• [Provided passage]:
-- start --
Item 2.                                   Management’s Discussion and Analysis of Results of Operations and Financial Condition

 

The following discussion should be read in conjunction with the attached condensed consolidated financial statements and notes thereto and with the Company’s audited financial statements and notes thereto included in its Annual Report on Form 10-K for the fiscal year ended January 31, 2004.

 

Overview - For the first quarter of the Company’s fiscal year ending January 29, 2005 (“fiscal 2004”), the Company’s net income increased 141% to $5.3 million compared with net income of $2.2 million for the first quarter of the Company’s fiscal year ended January 31, 2004 (“fiscal 2003”). The Company earned $0.47 per diluted share in the first quarter of fiscal 2004 compared with $0.20 per diluted share in the first quarter of fiscal 2003.  As such, diluted earnings per share increased 135% compared with the prior year period.  The increased earnings were primarily attributable to:

 

                  28.3% increase in net sales with increases in both the store and direct marketing (catalog and internet) segments;

                  410 basis point increase in gross profit margins; and

                  increased leverage of expenses.
-- end --
• [Data provided]:
-- start --
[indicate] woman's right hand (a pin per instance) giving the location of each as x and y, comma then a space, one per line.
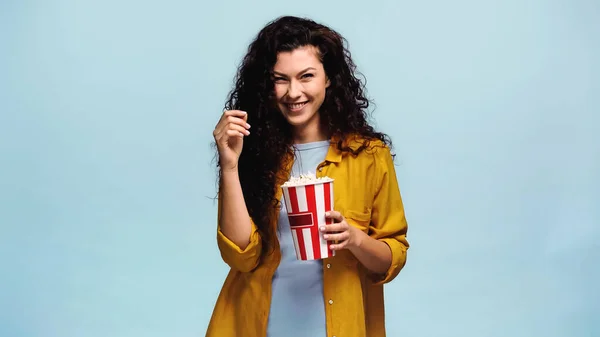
229, 137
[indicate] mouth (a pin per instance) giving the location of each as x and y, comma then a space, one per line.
295, 107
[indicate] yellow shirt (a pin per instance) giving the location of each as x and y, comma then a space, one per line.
366, 193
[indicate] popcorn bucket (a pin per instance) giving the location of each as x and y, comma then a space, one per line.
306, 204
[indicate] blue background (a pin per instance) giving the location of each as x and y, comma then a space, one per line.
107, 226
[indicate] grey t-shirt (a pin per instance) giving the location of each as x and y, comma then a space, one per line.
297, 304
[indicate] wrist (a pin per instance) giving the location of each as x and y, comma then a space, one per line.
359, 237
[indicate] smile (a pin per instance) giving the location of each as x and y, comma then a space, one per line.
296, 106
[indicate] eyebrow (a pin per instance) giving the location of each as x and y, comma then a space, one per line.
300, 73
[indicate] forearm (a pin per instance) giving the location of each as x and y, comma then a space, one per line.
375, 255
235, 220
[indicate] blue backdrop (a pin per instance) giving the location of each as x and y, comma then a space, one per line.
107, 223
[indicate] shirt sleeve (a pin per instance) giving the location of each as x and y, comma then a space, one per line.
244, 260
388, 221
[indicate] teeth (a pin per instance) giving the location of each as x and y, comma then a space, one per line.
296, 105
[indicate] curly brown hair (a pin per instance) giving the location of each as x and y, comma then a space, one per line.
-- end --
• [Tasks to perform]:
a – For each statement below, say whether it agrees with the financial discussion, answering yes or no and quoting the words from that discussion that settle it: (i) Net income for the first quarter of fiscal 2004 was $5.3 million. (ii) Diluted earnings per share rose 141% over the prior year period. (iii) Net sales grew only in the store segment.
b – By how much did gross profit margins increase, according to the financial discussion?
The rows aren't needed for anything here.

• [Exercise responses]:
a –
(i) Yes: "increased 141% to $5.3 million"
(ii) No: "diluted earnings per share increased 135% compared with the prior year period"
(iii) No: "increases in both the store and direct marketing (catalog and internet) segments"

b – 410 basis points.